WHAT YOU WILL DO => List every line in the records below that contains the string "seated", copying each line whole. Case counts.

TASK INPUTS =>
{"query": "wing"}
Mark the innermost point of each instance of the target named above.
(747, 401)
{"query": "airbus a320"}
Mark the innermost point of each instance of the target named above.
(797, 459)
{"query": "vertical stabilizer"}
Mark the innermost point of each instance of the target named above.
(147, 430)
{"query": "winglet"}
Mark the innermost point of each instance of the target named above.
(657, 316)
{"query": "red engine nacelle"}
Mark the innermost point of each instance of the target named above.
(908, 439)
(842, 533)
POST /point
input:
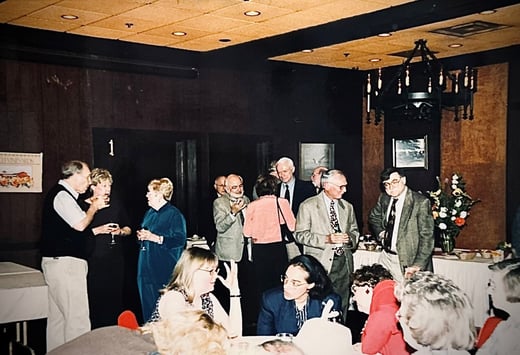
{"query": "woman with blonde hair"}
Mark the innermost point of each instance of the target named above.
(163, 237)
(436, 316)
(106, 265)
(191, 286)
(189, 332)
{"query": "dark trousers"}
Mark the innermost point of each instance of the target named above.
(247, 284)
(340, 277)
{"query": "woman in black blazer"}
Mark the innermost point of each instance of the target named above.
(306, 289)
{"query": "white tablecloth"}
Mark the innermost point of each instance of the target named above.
(472, 276)
(23, 293)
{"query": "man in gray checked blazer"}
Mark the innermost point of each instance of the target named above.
(230, 244)
(411, 241)
(331, 245)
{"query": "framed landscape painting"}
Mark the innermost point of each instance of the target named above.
(313, 155)
(410, 152)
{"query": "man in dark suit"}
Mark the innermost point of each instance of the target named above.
(327, 228)
(291, 188)
(408, 238)
(295, 190)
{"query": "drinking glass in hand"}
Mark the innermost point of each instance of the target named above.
(142, 242)
(113, 227)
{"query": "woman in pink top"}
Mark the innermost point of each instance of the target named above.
(262, 224)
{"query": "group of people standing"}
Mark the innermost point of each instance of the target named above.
(82, 250)
(83, 267)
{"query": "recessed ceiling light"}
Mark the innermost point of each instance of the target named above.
(252, 13)
(455, 45)
(69, 17)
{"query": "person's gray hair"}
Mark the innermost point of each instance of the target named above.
(510, 270)
(72, 167)
(285, 161)
(329, 174)
(437, 312)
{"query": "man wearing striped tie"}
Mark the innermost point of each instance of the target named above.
(402, 219)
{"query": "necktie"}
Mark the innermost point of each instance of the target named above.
(390, 226)
(240, 217)
(334, 224)
(287, 195)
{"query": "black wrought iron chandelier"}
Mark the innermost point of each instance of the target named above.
(420, 91)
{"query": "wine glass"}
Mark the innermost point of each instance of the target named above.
(142, 242)
(113, 227)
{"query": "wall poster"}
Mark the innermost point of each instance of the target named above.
(21, 172)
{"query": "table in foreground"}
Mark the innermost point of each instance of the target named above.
(23, 296)
(472, 276)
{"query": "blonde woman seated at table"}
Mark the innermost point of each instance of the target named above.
(306, 289)
(504, 287)
(373, 293)
(191, 332)
(190, 287)
(435, 314)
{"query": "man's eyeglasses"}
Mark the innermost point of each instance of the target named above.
(392, 183)
(212, 272)
(340, 186)
(354, 287)
(293, 283)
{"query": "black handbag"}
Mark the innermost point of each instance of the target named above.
(287, 236)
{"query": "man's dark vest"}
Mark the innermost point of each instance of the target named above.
(58, 238)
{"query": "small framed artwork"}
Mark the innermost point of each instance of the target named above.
(21, 172)
(410, 152)
(313, 155)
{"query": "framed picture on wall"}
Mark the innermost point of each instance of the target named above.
(313, 155)
(410, 152)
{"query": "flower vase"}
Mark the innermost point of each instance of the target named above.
(447, 242)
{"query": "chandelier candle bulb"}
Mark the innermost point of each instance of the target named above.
(422, 89)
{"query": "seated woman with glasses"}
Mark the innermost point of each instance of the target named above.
(306, 289)
(373, 293)
(190, 287)
(436, 316)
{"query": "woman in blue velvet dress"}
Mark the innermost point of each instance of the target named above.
(306, 289)
(106, 264)
(163, 238)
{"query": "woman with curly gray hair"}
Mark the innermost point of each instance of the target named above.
(435, 314)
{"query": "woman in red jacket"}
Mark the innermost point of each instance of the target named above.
(373, 290)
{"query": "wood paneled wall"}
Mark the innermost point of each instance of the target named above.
(476, 149)
(53, 108)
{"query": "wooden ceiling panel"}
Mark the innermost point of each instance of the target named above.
(127, 24)
(152, 22)
(212, 23)
(266, 12)
(112, 7)
(44, 24)
(166, 31)
(54, 13)
(99, 32)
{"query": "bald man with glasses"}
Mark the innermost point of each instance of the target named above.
(402, 219)
(326, 226)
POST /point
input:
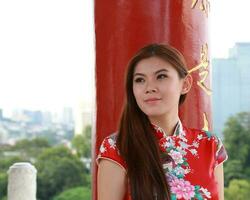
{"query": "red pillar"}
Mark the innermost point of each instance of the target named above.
(122, 28)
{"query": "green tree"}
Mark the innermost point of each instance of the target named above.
(30, 149)
(237, 143)
(82, 143)
(3, 184)
(238, 190)
(58, 170)
(77, 193)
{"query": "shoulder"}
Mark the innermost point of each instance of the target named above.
(209, 142)
(201, 135)
(109, 151)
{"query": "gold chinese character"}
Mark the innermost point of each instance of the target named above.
(204, 5)
(204, 63)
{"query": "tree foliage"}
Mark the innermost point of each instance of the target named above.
(77, 193)
(237, 143)
(58, 170)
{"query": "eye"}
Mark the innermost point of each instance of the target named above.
(139, 80)
(162, 76)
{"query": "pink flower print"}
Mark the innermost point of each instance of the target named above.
(111, 143)
(102, 149)
(177, 156)
(182, 189)
(205, 192)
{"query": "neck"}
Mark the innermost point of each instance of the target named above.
(167, 123)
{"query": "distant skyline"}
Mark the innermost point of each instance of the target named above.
(47, 49)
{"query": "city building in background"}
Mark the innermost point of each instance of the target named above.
(230, 84)
(57, 127)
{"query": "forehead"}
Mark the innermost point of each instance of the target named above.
(152, 64)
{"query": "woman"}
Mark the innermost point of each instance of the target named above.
(153, 156)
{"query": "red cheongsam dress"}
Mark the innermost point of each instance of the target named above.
(195, 155)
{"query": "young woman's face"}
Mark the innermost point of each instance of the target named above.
(157, 87)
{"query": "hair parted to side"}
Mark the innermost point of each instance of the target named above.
(136, 142)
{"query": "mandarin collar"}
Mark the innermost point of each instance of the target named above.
(178, 131)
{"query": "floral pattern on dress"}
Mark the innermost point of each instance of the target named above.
(178, 147)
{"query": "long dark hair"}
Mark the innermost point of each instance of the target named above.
(136, 142)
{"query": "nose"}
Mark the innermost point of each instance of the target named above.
(151, 88)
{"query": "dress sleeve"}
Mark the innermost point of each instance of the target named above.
(108, 150)
(221, 154)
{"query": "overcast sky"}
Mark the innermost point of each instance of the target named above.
(47, 49)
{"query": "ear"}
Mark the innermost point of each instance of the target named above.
(187, 84)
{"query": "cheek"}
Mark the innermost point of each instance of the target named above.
(137, 93)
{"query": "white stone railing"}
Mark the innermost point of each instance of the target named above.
(22, 181)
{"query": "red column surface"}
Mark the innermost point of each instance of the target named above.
(124, 26)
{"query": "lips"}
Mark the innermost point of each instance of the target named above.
(152, 100)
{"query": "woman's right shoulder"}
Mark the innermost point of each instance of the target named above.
(109, 151)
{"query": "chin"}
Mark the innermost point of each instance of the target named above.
(154, 113)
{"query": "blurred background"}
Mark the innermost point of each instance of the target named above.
(47, 93)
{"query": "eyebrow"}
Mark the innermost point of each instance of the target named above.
(158, 71)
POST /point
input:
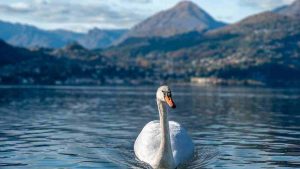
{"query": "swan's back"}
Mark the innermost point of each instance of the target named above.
(147, 144)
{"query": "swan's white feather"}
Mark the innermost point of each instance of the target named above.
(147, 144)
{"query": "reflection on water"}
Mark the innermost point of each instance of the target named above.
(91, 127)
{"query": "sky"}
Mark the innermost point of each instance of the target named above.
(82, 15)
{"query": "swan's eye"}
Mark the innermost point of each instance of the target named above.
(167, 94)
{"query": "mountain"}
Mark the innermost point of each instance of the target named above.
(290, 10)
(182, 18)
(13, 55)
(264, 48)
(30, 36)
(72, 65)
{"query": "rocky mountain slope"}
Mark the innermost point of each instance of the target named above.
(292, 10)
(182, 18)
(263, 48)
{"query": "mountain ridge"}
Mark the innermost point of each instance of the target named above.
(184, 17)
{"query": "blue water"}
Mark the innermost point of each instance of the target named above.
(95, 127)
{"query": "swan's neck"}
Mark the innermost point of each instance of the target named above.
(164, 157)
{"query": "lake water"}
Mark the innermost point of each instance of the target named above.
(95, 127)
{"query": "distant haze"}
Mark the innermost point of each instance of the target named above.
(81, 16)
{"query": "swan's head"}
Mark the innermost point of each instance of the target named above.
(164, 94)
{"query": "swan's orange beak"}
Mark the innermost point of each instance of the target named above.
(170, 102)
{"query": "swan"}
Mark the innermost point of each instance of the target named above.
(164, 144)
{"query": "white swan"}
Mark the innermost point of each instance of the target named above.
(164, 144)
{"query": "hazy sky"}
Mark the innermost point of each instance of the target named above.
(81, 15)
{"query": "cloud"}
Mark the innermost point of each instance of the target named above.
(73, 14)
(264, 4)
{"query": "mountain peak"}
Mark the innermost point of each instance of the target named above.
(292, 10)
(185, 4)
(184, 17)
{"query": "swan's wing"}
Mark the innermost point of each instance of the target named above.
(181, 142)
(147, 144)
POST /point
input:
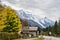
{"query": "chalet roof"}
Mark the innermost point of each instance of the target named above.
(30, 28)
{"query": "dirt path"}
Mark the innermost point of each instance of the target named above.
(26, 39)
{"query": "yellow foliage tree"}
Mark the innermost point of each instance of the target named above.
(10, 22)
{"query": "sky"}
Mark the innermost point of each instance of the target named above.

COMPLETED TASK =>
{"query": "blonde woman seated at table"}
{"query": "seated woman with glasses"}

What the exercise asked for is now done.